> _DATASET CONTENT_
START

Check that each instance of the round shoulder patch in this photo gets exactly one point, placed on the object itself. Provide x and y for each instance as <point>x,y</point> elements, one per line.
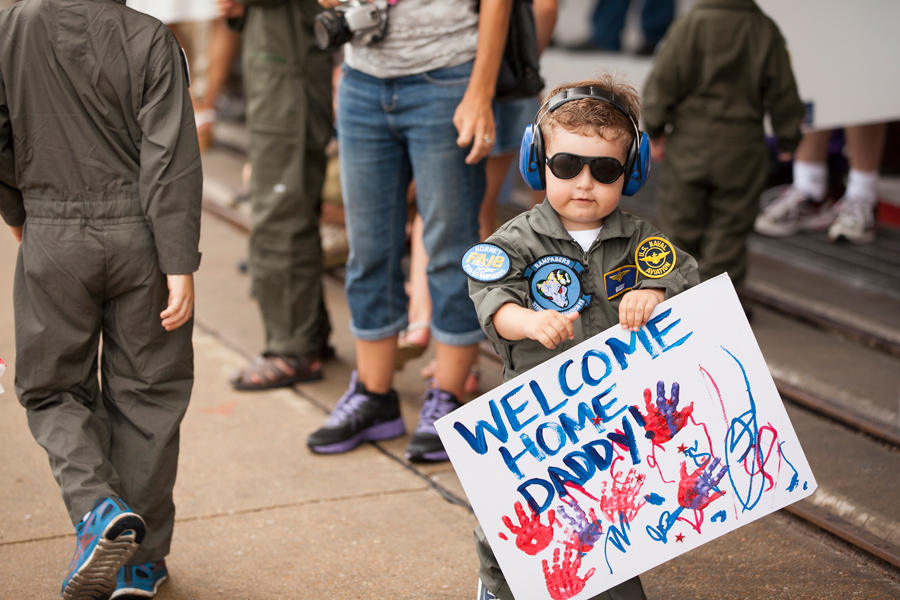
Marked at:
<point>555,284</point>
<point>486,262</point>
<point>655,257</point>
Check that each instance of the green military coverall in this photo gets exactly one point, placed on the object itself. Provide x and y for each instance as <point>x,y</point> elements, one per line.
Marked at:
<point>287,82</point>
<point>721,67</point>
<point>610,269</point>
<point>99,160</point>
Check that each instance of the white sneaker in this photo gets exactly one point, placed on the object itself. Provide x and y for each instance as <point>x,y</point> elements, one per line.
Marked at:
<point>790,211</point>
<point>855,221</point>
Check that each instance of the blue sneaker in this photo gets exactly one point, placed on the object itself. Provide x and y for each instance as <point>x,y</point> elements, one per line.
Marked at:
<point>107,537</point>
<point>140,581</point>
<point>358,417</point>
<point>425,445</point>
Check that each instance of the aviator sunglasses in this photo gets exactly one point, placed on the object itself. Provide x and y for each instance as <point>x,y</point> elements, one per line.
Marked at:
<point>604,169</point>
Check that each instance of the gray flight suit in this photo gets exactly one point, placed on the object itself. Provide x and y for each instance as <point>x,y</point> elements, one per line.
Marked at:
<point>721,67</point>
<point>287,82</point>
<point>610,270</point>
<point>99,160</point>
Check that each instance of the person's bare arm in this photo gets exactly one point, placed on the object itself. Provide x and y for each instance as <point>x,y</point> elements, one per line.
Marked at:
<point>550,328</point>
<point>474,117</point>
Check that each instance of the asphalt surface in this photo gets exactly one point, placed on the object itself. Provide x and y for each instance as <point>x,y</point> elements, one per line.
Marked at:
<point>261,517</point>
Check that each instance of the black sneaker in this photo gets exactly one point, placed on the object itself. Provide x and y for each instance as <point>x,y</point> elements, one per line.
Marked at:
<point>425,445</point>
<point>358,418</point>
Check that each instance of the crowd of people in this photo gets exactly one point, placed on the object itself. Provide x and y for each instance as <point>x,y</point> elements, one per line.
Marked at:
<point>101,185</point>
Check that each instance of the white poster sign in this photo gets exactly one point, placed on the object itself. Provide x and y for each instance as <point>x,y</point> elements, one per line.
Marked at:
<point>629,449</point>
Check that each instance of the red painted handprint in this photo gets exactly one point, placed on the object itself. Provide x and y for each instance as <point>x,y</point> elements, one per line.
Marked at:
<point>694,489</point>
<point>563,581</point>
<point>622,498</point>
<point>585,531</point>
<point>663,419</point>
<point>532,536</point>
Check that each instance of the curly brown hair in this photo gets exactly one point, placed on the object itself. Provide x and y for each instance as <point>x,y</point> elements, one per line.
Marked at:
<point>592,117</point>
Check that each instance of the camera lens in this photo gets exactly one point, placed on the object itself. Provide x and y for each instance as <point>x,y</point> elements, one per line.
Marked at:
<point>330,30</point>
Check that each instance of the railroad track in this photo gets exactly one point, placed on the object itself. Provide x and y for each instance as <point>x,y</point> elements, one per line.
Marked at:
<point>878,431</point>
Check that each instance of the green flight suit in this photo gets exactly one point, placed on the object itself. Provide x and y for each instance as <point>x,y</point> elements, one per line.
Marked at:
<point>287,82</point>
<point>99,160</point>
<point>720,69</point>
<point>604,273</point>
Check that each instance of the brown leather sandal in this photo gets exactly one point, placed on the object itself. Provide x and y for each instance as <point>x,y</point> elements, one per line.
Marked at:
<point>270,371</point>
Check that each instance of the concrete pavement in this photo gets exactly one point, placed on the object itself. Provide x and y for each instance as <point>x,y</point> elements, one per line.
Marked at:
<point>260,517</point>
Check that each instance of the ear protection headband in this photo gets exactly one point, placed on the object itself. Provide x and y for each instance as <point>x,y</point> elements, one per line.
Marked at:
<point>531,152</point>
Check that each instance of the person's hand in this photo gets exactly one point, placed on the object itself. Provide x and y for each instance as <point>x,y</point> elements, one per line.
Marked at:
<point>563,581</point>
<point>663,419</point>
<point>658,148</point>
<point>549,327</point>
<point>532,536</point>
<point>181,301</point>
<point>636,306</point>
<point>229,9</point>
<point>474,121</point>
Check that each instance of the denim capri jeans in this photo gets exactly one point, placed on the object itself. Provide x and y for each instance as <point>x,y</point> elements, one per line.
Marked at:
<point>392,131</point>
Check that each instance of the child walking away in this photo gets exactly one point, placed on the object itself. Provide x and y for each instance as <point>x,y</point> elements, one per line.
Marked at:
<point>574,265</point>
<point>720,69</point>
<point>100,182</point>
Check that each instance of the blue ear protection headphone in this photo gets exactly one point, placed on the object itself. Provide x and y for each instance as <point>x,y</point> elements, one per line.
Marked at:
<point>531,153</point>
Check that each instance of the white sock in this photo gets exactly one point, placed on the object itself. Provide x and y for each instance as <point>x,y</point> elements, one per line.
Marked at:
<point>862,186</point>
<point>811,179</point>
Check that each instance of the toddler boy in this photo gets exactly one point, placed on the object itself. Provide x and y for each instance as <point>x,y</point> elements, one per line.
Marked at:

END

Reproduce only the stretch of the listing from the line containing "Check that each instance of the crowd" through the line containing "<point>604,273</point>", request lines included, and adjust every x and y coordinate in the marked points by -83.

Check that each instance of the crowd of people in this photo gets exactly one point, placed on the object itself. Provide x and y for each instance as <point>x,y</point> elements, one per line.
Marked at:
<point>18,102</point>
Check that each instance of the white poster sign in this photo gets exactly one point, placed on the object itself. Provide x and y for each instance as <point>x,y</point> elements, one per line.
Marked at:
<point>546,366</point>
Check that each instance of the red painted handprint in this photo gets exactly one point, placed on the object itself. Provide x and y for each instance as <point>x,y</point> elements, one per line.
Marked at:
<point>611,406</point>
<point>480,498</point>
<point>539,415</point>
<point>502,448</point>
<point>580,336</point>
<point>449,453</point>
Check that each instance of the curly brown hair in this photo gets exactly one point, placed on the object itself. Provide x and y for each instance as <point>x,y</point> elements, one per line.
Marked at:
<point>509,34</point>
Check that each instance of the camera lens in this photo gets exactly one point, placed on the object itself. Provide x and y for each instance as <point>x,y</point> elements, one per line.
Marked at:
<point>247,-53</point>
Check that each instance of the railroad track in this photo gets exactly one point, placed on the object itself. Provide x and y for each instance as <point>x,y</point> elements, one per line.
Marked at:
<point>795,348</point>
Check that each instance of the green flight suit in this photo gets exactly one point, placed on the object itself. Provide x and y for each instance as <point>x,y</point> elements, one per line.
Marked at:
<point>204,-1</point>
<point>16,77</point>
<point>637,-14</point>
<point>521,190</point>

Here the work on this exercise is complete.